_Required action_
Please retype the part of the forum thread about anger from "I do also get" up to and including "the original issue.".

_Text shown_
# Anyone else have social anxiety & ANGER problems?



## firoz786 (Feb 5, 2011)

Just curious if this is common or not. I find myself just pissed off a lot. I have been like this for years. Small things will do it like dropping something. I give myself a headache like migraines or something. I am taking clorazepam (I dont know if I spelt it right) just started it two days ago. I wonder if it will help me with the anger or at least calm it down a bit. I have such a headache today :-( By the way, I wrote something on this medication I just started on but I cant seem to find it. Any suggestions anyone on how to find it? (I wrote it on this board some place) Thanks guys !


----------



## Kon (Oct 21, 2010)

What makes you angry?


----------



## Jcq126 (Jan 11, 2010)

I have internalized anger issues, not on the outside though.


----------



## Kennnie (Oct 21, 2010)

i have anger problems i can go to completely clam to the incredible hulk in half a second


----------



## Jcq126 (Jan 11, 2010)

Kennnie said:


> i have anger problems i can go to completely clam to the incredible hulk in half a second


So can my penis.


----------



## RenegadeReloaded (Mar 12, 2011)

Yeah I'm also getting nervous out of nothing in the last week, but its the frustrations I've been having lately. But in my case anger is productive, it gives me the strength to go there and do something about it.


----------



## firoz786 (Feb 5, 2011)

hmmmm. I really dont know what makes me feel angry. Its like I say, its small stuff like dropping a glass of something or just stupid things. I just dont understand. I give myself a friggin headache. I just dont understand myself. Its so frustrating :-( I dont want to be like this anymore!!!


----------



## Chivor (Mar 9, 2011)

I get angry when I seem unable to explain how I am feeling to someone.


----------



## jeepXJ3015 (Mar 14, 2011)

Chivor said:


> I get angry when I seem unable to explain how I am feeling to someone.


Ok my very first post, (what up y'all!) but this caught my attention...

I came across this forum from typing "nobody likes me" on Google, hopped on a few pages and landed here.....

But anyway...

I do also get angry when I seem unable to explain my thoughts, or when I do explain my thoughts, the person "doesn't get it."

For example, I live with 4 other close friends, all college students. 2 of them are my close buddies, and sometimes when I have thoughts that need to be addressed, either A. I choke, B. I'm excused with "its okay, man" or C. I get a lecture on something far from the original issue.

_Extracted entries_

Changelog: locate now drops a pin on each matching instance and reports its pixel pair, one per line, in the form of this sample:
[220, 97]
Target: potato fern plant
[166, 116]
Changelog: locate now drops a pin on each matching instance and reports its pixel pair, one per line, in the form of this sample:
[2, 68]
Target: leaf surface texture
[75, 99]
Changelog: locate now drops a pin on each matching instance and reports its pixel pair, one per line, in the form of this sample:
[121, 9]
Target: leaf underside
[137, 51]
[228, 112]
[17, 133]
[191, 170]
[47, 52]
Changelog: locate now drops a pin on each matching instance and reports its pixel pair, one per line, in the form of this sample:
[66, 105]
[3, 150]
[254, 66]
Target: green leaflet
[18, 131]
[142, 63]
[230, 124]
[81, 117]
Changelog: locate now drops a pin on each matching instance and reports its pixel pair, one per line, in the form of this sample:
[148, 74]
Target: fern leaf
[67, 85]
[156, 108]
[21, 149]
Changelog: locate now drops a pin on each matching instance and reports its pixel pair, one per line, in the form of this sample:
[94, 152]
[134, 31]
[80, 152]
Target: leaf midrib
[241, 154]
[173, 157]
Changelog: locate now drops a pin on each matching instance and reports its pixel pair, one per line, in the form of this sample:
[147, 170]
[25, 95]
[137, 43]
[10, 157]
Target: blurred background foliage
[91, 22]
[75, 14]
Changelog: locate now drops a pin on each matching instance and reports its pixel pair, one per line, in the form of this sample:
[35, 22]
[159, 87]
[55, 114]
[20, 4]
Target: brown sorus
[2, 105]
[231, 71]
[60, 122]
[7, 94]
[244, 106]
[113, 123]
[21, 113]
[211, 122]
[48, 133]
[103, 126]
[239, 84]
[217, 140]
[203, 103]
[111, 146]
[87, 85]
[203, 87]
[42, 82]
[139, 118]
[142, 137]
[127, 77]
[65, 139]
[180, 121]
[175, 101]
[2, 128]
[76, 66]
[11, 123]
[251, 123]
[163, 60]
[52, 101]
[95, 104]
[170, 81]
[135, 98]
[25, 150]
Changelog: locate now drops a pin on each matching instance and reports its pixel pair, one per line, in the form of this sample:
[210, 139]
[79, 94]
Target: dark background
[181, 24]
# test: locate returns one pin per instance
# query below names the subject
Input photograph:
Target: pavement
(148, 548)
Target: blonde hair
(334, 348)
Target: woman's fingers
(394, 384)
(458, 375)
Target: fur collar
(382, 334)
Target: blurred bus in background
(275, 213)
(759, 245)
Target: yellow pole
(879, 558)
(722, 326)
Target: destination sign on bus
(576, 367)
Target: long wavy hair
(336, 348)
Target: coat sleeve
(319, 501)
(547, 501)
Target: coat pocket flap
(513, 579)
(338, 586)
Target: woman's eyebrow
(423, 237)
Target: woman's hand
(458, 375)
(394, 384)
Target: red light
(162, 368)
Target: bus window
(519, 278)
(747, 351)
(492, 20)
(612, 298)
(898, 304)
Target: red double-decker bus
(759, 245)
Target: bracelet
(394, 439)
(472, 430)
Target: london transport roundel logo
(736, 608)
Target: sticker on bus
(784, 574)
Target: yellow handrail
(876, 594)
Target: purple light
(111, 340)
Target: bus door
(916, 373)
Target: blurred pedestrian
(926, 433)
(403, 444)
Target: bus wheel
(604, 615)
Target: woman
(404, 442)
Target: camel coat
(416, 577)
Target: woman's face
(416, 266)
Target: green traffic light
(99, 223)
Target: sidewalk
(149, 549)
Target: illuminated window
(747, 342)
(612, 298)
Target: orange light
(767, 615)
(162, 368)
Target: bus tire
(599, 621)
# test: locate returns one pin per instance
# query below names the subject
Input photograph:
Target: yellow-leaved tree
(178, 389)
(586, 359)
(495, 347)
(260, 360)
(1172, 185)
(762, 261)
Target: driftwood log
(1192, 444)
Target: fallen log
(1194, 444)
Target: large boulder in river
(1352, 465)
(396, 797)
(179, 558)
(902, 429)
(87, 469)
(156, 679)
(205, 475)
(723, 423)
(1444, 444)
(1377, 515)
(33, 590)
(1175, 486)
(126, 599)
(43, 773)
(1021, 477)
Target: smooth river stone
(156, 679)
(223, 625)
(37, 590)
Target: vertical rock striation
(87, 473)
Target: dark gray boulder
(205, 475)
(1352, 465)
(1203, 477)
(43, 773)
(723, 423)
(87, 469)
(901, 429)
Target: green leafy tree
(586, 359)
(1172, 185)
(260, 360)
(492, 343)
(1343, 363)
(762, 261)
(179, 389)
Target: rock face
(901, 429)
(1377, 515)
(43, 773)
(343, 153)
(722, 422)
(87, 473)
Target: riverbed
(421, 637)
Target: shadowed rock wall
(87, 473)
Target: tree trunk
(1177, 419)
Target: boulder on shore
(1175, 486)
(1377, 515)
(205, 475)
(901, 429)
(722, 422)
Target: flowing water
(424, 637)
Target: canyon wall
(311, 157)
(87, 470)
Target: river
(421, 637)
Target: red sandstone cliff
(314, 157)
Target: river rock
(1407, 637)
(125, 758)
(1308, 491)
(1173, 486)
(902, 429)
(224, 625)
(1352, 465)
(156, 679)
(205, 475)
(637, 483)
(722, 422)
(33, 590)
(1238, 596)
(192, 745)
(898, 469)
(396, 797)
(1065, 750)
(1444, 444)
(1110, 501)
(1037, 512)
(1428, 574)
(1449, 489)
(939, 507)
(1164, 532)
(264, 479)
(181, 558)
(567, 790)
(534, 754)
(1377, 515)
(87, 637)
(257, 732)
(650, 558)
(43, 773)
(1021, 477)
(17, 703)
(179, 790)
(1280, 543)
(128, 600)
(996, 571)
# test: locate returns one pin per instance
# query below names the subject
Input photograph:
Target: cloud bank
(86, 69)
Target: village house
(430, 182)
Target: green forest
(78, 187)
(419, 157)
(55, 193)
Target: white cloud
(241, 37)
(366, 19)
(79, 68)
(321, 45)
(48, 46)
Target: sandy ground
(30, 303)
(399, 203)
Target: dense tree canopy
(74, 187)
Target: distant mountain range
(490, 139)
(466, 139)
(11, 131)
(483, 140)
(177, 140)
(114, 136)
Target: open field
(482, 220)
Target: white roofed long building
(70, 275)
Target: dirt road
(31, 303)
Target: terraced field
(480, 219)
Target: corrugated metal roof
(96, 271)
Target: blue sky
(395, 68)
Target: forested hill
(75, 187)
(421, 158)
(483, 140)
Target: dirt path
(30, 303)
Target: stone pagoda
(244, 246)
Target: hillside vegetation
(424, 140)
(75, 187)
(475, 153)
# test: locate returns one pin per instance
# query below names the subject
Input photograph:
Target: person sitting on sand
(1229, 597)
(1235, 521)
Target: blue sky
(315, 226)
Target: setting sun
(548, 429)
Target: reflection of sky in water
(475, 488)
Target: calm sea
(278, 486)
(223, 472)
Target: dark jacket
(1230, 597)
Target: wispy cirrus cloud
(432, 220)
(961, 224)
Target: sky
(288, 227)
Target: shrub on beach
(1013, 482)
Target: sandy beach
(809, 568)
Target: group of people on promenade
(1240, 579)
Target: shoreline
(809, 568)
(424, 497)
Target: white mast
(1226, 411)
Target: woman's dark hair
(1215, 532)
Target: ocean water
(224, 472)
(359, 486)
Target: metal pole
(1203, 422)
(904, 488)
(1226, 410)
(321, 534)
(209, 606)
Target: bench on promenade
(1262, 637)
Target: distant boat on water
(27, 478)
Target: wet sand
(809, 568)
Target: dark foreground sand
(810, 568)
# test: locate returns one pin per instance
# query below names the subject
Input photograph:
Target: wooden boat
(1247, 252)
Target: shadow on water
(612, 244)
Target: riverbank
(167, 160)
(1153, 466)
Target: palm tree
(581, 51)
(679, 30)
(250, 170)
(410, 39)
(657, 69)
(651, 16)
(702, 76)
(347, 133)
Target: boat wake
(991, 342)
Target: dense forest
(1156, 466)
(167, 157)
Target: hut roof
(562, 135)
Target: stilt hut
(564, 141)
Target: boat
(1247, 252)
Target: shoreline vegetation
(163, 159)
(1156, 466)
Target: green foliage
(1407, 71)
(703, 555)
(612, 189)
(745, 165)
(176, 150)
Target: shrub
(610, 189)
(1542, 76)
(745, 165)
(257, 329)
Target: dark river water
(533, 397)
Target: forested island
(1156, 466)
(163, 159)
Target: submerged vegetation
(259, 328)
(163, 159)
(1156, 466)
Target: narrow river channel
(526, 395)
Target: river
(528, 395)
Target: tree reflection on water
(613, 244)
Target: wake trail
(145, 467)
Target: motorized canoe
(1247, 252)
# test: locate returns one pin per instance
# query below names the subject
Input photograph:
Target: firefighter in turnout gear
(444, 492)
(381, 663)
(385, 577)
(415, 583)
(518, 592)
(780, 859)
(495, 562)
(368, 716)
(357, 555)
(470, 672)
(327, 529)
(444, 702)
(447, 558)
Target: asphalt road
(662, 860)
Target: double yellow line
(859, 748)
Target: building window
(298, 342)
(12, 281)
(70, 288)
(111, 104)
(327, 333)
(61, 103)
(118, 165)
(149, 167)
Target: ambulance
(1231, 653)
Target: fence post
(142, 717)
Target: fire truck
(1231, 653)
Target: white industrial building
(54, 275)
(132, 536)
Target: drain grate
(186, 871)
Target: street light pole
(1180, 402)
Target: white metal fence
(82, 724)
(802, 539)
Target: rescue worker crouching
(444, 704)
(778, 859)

_Result for this exercise_
I do also get angry when I seem unable to explain my thoughts, or when I do explain my thoughts, the person "doesn't get it."

For example, I live with 4 other close friends, all college students. 2 of them are my close buddies, and sometimes when I have thoughts that need to be addressed, either A. I choke, B. I'm excused with "its okay, man" or C. I get a lecture on something far from the original issue.